>> start Rows

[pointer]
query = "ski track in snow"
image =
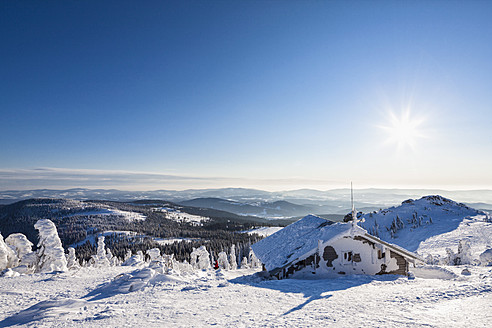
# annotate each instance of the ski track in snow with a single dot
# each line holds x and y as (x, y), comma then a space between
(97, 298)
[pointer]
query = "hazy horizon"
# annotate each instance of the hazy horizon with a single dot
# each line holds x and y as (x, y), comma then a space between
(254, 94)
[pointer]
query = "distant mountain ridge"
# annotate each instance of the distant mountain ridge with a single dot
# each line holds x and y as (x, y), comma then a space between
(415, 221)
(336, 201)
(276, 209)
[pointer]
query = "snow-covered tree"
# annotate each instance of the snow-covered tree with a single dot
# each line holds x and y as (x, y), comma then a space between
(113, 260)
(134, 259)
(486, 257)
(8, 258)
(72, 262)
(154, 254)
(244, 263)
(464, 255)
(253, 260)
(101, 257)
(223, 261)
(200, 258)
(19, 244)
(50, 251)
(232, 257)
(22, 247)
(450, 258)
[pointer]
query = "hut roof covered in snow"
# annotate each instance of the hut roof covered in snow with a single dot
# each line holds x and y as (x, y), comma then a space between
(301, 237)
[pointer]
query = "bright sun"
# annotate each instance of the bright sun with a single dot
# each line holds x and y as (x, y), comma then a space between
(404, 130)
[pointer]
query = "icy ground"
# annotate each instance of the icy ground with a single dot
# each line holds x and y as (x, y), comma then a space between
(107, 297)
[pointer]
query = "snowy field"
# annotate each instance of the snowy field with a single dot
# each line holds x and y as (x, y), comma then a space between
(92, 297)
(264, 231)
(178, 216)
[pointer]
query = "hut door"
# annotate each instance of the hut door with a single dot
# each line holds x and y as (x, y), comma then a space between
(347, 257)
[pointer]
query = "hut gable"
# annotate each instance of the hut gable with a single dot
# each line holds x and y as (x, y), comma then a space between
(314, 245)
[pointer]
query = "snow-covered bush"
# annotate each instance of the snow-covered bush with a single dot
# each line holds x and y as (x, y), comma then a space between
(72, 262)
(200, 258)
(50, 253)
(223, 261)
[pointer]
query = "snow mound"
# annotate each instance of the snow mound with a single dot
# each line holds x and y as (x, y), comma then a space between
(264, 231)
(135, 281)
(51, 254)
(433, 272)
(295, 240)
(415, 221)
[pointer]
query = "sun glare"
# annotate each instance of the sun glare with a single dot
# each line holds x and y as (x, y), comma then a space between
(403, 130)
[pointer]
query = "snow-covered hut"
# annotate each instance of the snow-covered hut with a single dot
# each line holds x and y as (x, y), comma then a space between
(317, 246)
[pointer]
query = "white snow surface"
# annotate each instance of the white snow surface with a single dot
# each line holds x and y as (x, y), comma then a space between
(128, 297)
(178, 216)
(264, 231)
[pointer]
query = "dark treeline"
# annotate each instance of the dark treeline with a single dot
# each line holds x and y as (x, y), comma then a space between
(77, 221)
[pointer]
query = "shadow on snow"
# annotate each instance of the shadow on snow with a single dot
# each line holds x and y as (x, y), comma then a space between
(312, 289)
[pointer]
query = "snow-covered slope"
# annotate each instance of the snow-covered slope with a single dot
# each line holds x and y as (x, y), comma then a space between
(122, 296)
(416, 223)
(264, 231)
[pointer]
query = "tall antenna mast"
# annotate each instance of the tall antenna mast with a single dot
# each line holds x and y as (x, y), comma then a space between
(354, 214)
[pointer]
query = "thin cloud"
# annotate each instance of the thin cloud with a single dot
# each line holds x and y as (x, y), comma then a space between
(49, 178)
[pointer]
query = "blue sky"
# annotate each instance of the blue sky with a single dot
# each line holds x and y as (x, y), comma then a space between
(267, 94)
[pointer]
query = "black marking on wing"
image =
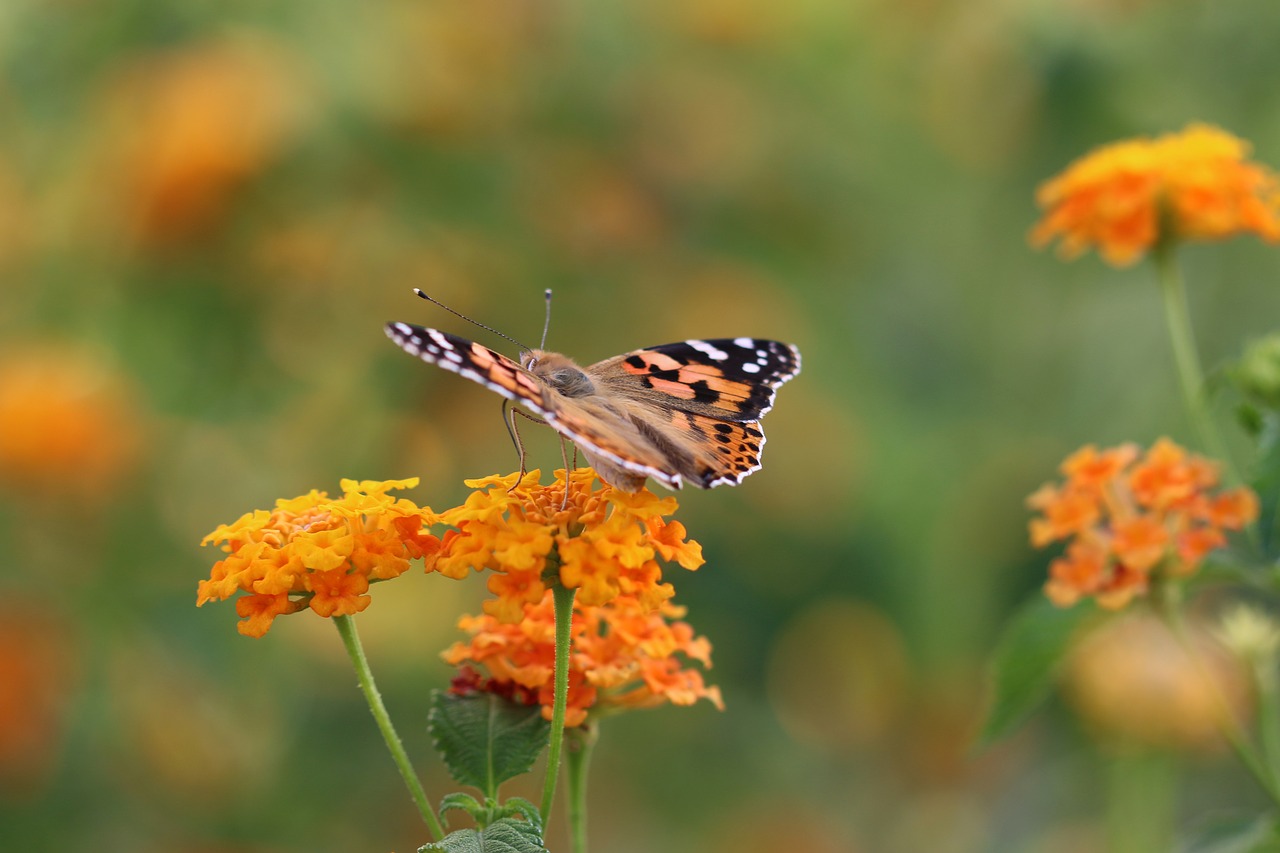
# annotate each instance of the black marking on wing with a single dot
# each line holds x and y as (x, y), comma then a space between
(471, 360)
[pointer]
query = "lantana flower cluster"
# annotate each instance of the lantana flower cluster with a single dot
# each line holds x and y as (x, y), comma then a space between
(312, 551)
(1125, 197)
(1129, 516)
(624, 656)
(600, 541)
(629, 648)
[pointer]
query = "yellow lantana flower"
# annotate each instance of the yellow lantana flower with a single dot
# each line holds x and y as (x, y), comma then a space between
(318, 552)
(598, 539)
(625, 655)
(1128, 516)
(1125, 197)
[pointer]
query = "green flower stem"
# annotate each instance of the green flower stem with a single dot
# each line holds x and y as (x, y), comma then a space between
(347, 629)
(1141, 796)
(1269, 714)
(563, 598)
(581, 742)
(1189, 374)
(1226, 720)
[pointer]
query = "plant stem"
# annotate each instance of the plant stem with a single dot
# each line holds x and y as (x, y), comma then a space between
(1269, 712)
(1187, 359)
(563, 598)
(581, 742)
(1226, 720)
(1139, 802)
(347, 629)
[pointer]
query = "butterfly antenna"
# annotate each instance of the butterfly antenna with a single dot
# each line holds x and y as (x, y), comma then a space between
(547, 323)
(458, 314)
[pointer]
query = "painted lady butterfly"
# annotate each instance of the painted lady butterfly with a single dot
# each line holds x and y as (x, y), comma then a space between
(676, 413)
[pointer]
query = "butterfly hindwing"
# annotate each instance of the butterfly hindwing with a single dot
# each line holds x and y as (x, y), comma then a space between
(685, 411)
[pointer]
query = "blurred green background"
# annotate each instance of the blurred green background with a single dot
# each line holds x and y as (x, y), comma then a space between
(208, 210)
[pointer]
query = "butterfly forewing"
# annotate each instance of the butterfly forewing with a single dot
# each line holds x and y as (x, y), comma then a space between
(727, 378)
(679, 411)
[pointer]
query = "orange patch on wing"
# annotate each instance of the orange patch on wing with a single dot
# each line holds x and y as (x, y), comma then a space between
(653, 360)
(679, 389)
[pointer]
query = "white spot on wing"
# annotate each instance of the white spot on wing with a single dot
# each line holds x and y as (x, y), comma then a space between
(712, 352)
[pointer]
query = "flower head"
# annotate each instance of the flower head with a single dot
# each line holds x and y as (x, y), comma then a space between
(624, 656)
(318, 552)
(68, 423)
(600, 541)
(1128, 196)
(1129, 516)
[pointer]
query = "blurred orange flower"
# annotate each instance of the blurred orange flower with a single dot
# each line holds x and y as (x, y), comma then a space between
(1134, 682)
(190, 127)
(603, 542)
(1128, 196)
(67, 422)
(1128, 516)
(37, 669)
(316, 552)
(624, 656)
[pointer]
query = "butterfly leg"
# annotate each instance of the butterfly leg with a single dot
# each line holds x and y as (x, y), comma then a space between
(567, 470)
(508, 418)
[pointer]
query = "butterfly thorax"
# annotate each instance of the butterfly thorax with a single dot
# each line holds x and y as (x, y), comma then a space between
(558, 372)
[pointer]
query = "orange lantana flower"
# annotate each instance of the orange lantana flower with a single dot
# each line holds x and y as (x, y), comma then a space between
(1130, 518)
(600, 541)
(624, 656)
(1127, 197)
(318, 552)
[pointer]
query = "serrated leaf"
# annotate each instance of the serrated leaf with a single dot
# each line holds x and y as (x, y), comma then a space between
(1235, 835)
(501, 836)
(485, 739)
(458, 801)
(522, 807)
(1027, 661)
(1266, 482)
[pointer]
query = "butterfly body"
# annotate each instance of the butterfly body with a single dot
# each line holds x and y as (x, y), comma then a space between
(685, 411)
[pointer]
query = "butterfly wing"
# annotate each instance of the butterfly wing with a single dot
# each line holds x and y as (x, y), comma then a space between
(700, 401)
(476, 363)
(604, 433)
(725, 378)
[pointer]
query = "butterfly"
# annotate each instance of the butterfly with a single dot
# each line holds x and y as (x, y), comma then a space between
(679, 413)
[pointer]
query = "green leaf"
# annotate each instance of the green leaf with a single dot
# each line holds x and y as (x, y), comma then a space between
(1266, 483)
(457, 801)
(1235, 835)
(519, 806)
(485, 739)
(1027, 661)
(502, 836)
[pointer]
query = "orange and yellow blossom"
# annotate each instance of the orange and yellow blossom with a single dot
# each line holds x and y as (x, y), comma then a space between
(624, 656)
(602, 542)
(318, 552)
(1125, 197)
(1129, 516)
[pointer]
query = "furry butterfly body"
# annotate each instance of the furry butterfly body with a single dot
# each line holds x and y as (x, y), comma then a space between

>> end Rows
>> start Rows

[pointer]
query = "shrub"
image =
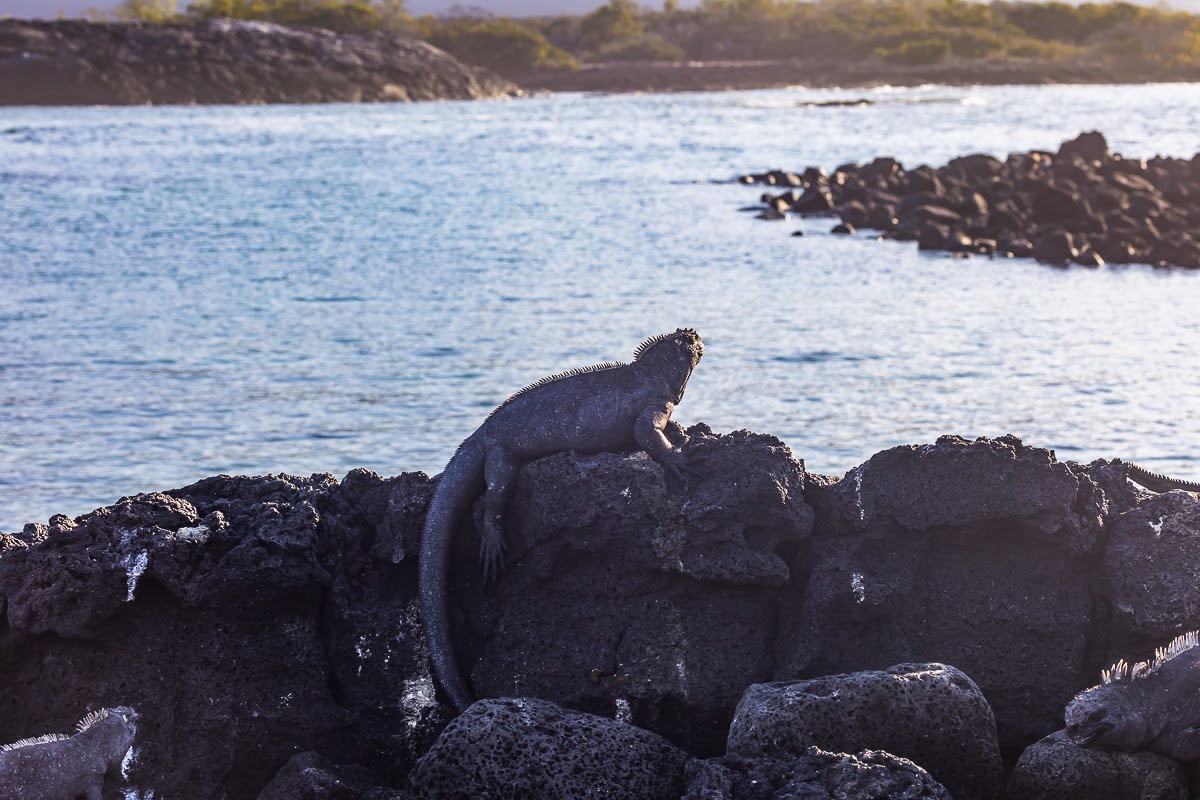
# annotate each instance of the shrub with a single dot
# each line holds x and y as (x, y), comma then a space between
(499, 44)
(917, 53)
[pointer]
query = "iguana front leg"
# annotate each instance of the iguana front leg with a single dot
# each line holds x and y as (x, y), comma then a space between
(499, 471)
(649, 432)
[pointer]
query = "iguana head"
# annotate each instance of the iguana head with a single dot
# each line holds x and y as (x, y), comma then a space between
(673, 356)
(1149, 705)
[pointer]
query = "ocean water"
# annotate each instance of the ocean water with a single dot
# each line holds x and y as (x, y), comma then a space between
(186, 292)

>> end Rows
>> start Rows

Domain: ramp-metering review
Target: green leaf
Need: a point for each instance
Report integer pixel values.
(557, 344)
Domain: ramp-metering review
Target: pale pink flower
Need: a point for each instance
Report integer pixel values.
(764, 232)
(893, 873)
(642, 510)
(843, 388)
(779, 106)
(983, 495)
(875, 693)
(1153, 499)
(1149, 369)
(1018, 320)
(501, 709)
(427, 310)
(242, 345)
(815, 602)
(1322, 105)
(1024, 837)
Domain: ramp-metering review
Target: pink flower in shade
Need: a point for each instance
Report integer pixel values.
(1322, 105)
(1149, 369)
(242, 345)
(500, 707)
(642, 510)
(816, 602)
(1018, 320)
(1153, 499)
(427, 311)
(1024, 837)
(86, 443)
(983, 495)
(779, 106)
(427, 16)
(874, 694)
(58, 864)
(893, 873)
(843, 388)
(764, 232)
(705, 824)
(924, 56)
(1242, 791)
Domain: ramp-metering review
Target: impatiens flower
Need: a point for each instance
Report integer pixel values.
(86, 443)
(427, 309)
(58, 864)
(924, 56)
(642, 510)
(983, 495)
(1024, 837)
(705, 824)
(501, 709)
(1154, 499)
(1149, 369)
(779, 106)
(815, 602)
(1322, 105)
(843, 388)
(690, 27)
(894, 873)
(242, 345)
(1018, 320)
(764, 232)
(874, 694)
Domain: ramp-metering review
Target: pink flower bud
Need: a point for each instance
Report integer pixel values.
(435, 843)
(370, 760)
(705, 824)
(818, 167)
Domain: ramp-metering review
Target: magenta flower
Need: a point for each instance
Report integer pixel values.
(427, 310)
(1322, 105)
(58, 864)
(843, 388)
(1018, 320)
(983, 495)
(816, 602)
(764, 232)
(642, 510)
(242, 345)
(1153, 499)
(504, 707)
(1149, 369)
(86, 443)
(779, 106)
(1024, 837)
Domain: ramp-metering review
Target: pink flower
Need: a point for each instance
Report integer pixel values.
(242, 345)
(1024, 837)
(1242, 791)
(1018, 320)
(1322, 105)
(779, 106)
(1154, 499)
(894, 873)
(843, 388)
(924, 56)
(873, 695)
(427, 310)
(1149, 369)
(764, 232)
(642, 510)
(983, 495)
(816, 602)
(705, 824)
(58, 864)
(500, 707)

>> end Rows

Set task: Filter the material above, keeping every line that contains the string "ridge". Treat uppercase and lowercase letters as different.

Written reply:
query = "distant mountain ridge"
# annotate each instance of the distant mountain ridge with a single dot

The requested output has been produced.